Up above Retterath runs a hiking trail around the Hochkelberg. The twelve-kilometre-long path leads by places that are steeped in both history and blood. In the village, there was on Electoral-Trier-held lands a Virneburg high court occupied by 3 Heimburgen – roughly equivalent to “mayors” – from Retterath, Mannebach and Lirstal and 7 Schöffen (roughly “lay jurists”), according to a Weistum from 1468 (a Weistum – cognate with English wisdom – was a legal pronouncement issued by men learned in law in the Middle Ages and early modern times). The reconstructed gallows remind one that this County of Virneburg blood court held its executions here in the woods. The condemned were not only hanged from the gallows, but also, according to each one's sentence, broken on the wheel, drawn and quartered or beheaded. A stone's throw from the gallows lies the Grüner Weiher, a pond where once women who had killed their child were drowned. In those days, women were also deemed guilty if they had become pregnant by rape or if they were too poor to raise their child.

In 1809, the village had, together with Arbach and Salcherath, its own municipal area. Under Prussian administration, Retterath was a municipality in the Bürgermeisterei (“Mayoralty”) of Kelberg in the Adenau district.

In the 1820s, a killer was on the loose around Retterath. Five people fell victim to the one-armed fiend who throughout the region was known simply as Stumpfarm – “Stump-Arm”.

In the course of administrative restructuring in Rhineland-Palatinate in 1970, the municipality, along with the others in the Amt of Kelberg, was assigned to the Daun district, which has since been given the name Vulkaneifel.

== Politics ==

=== Municipal council ===
The council is made up of 8 council members, who were elected by majority vote at the municipal election held on 7 June 2009, and the honorary mayor as chairman.

=== Mayor ===
Retterath's mayor is Eckhard Kamenz.

=== Coat of arms ===
The German blazon reads: Durch Wellenschnitt von Blau über Gold geteilt, oben eine fliegende weiße Taube mit weißem Ölkrug im Schnabel, unten 7 (4:3) rote Rauten balkenweise.

The municipality's arms might in English heraldic language be described thus: Per fess wavy, azure a dove volant bearing an oil jug in its beak argent, and Or seven lozenges gules, four and three.

The municipality's and the church's patron saint is Saint Remigius, whose attribute is the dove bearing an oil jug in its beak, thus explaining the charge above the line of partition. In feudal times, Retterath belonged, as an Electoral-Trier fief, to the County of Virneburg. The charge below the line of partition is from the arms formerly borne by the Counts of Virneburg. An 18th-century court seal from Retterath also bore this device.

== Culture and sightseeing ==

Buildings:
- Saint Remigius’s Catholic Parish Church (Pfarrkirche St. Remigius), Kirchstraße – Gothic Revival basilica of slate quarrystone, 1862; churchyard/missionary cross from 1841.
- At Brunnenstraße 1 – plastered building, apparently from 1880.
- Hauptstraße 18 – one-and-a-half-floor timber-frame house, partly solid, from 18th century (?).
- Hauptstraße 27 a – timber-frame house, partly solid, left half possibly from 18th century, right half newer.
- Hauptstraße/corner of Lindenstraße – wayside cross, basalt shaft cross from 1751.
- Kirchstraße 1 – timber-frame house, partly solid or slated, latter half of 19th century.
- Kirchstraße 8 a – solid house from 1743.
- Lindenstraße/corner of Hauptstraße – wayside cross, basalt shaft cross from 1748.

__WORK INSTRUCTION 1__: In the Retterath excerpt, what stone was Saint Remigius's Catholic Parish Church built of?
__WORK INSTRUCTION 2__: From the Retterath excerpt, return the stretch from "The municipality's and" through "apparently from 1880.".
The material after this point has no part in this work.

__DATA LISTING__:

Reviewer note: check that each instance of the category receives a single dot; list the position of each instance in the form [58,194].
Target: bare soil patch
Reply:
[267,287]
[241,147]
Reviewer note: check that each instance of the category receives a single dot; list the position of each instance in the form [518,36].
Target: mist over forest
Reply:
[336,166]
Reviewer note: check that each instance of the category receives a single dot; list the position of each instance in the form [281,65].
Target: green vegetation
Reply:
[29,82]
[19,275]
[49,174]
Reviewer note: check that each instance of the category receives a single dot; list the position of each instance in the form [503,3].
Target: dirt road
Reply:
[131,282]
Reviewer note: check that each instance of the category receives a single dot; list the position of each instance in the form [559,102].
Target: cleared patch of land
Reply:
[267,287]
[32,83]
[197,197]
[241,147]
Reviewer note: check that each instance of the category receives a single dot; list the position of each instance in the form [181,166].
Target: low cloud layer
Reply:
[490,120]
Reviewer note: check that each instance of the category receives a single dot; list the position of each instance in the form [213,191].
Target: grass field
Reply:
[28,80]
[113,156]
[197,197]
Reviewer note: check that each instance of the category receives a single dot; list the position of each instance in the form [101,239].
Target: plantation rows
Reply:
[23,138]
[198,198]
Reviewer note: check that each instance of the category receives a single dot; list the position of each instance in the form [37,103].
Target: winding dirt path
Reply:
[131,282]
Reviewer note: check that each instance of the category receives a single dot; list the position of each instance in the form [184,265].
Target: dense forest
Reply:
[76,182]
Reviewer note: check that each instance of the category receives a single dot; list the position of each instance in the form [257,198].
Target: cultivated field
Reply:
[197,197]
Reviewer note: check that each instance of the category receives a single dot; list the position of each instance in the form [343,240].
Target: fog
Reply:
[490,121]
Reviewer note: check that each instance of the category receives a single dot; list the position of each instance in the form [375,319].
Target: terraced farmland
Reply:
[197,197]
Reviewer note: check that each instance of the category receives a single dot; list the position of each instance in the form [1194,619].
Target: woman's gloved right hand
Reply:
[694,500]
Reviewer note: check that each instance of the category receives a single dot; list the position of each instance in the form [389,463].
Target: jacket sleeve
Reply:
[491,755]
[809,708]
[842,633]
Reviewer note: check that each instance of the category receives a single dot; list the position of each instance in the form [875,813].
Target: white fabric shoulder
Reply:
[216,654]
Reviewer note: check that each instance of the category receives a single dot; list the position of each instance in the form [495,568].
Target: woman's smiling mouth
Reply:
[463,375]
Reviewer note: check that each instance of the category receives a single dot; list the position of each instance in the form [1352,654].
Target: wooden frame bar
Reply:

__EXPECTED OUTPUT 1__: Slate quarrystone.

__EXPECTED OUTPUT 2__:
The municipality's and the church's patron saint is Saint Remigius, whose attribute is the dove bearing an oil jug in its beak, thus explaining the charge above the line of partition. In feudal times, Retterath belonged, as an Electoral-Trier fief, to the County of Virneburg. The charge below the line of partition is from the arms formerly borne by the Counts of Virneburg. An 18th-century court seal from Retterath also bore this device.

== Culture and sightseeing ==

Buildings:
- Saint Remigius’s Catholic Parish Church (Pfarrkirche St. Remigius), Kirchstraße – Gothic Revival basilica of slate quarrystone, 1862; churchyard/missionary cross from 1841.
- At Brunnenstraße 1 – plastered building, apparently from 1880.